• Problem statement
Retype each line of the listing below without any changes.

• Materials provided

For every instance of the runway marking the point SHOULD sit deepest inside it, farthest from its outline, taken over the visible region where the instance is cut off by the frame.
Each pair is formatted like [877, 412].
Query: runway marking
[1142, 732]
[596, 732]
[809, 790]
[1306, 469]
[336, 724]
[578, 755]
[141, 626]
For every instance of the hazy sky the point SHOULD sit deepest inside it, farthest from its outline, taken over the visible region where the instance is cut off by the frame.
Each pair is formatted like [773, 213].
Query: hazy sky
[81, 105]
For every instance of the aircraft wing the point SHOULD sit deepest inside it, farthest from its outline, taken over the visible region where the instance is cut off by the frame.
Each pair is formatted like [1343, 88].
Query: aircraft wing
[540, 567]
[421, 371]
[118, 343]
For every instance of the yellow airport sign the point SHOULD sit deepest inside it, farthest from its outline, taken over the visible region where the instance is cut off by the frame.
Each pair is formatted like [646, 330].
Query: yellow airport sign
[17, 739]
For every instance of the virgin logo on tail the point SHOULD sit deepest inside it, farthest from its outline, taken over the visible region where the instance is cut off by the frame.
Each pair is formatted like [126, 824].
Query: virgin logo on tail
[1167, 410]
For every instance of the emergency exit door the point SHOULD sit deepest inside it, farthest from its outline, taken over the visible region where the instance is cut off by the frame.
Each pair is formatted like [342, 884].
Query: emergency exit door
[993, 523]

• Answer for this exercise
For every instance of the runway marking the point SHOULD sit deepest inside it, farthest from its outline, taken over the visible region where the instance is cut off by the frame.
Each pair is formatted like [877, 412].
Query: runway marking
[1142, 732]
[596, 732]
[809, 790]
[1306, 469]
[336, 724]
[578, 755]
[141, 626]
For every instance of the hazy sky the point SHOULD sit deepest inside it, farthest from its outline, taken over the visible region where the instance is cut off by the frame.
Each pair is formatted like [773, 213].
Query: hazy sky
[81, 105]
For every instance of the aircraft wing the point SHOULD sit deepest inside it, farthest from its outline, taken over the visible region where the instance is cut off by the frame.
Each pair is formatted like [1343, 88].
Query: aircraft wing
[540, 567]
[421, 371]
[118, 343]
For every instance of the yellow airport sign the point SHOULD sit deepest inside it, farthest from its outline, taken over the visible region where the instance is cut off by the frame.
Each pair is formatted like [646, 330].
Query: yellow airport sign
[17, 739]
For every instance of the virgin logo on tail the point SHOULD sit deepest inside it, farthest from its outline, taken over the visible region where the instance is cut off by the frame.
Each pair is formatted like [126, 824].
Query: virgin logo on tail
[1167, 410]
For every instance of the emergency exit door the point SHOULD sit deepest inside it, farthest from its outline, taken over the visible region where the instance is cut off by the frame.
Each pair is formatted like [342, 884].
Query: emergency exit door
[993, 523]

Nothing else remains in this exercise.